WORK TO COMPLETE ::
A - In the conversation about thinkers in the aid sector, what does Paul say the aid bureaucracy fundamentally is?
B - Translate this sentence from the conversation about thinkers in the aid sector into Spanish: "I know plenty of front line aid workers who know we have a problem, but they aren’t able to affect things."

START EXCERPT TO READ

In mid-November, Paul Currion wrote a pointed blog post asking why we see so few interesting thinkers in the aid sector. I tracked him down on skype to talk about it a little more. It turns out we were on slightly different tracks in thinking about this, and it was a useful conversation for me (and I hope Paul). Here’s a recap:
Alanna: The system as a whole doesn’t reward individuals with interesting or innovative ideas. If you think in an unusual way, you’re not perceived as a visionary or a useful contributor. You’re seen as wacky or a complainer. Not a team player. Since we all have to be aware of our next job, we can’t afford to be visionary. And you don’t get to be the kind of senior person who’s allowed to have big ideas by being an interesting thinker. You get to that level by being a good team player.
Paul: The aid bureaucracy is fundamentally a mechanism of control. A civil service mentality. hence the layers upon layers of task forces, working groups, etc. Which doesn’t leave us in a good place, at a time when the sector is really struggling with a massively changed external environment. It’s not just that people don’t care, it’s just that the lack of vision runs so deep that most people don’t even realize it’s a problem.
Alanna: Based on my interactions with people at senior levels in aid, that does tend to be true. I know plenty of front line aid workers who know we have a problem, but they aren’t able to affect things. And the people who can, don’t see a problem.
Paul: The next question is, what do we do?
Alanna: I think the problem at heart comes from the menage a trois, as J put it. The donor’s the customer, and as long as your donor is happy, there is no real drive for change, no matter how much the beneficiary is getting screwed. Which is actually what happens with civil servants, too. And I don’t know how you upset that triangle. For development you can talk about moving away from an aid model, but relief’s pretty much got to be aid.

END EXCERPT TO READ
START DATASET EXTRACT

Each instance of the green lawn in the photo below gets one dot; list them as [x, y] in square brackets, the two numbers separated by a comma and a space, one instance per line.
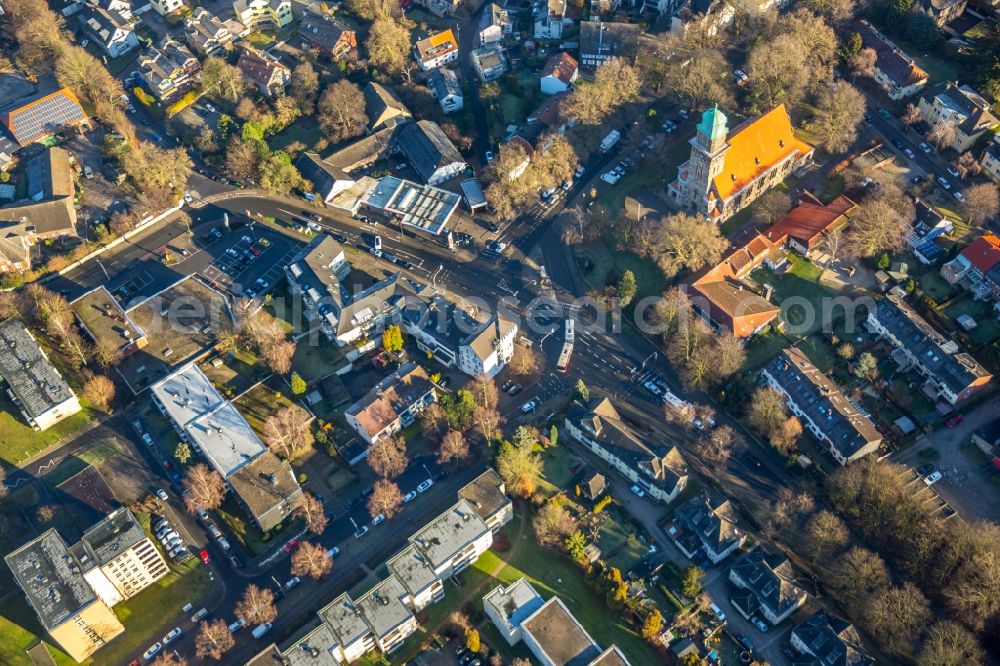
[315, 360]
[935, 286]
[552, 574]
[801, 282]
[156, 610]
[20, 442]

END DATASET EXTRACT

ANSWERS PROVIDED ::
A - A mechanism of control.

B - Conozco a muchos trabajadores humanitarios de primera línea que saben que tenemos un problema, pero no pueden influir en las cosas.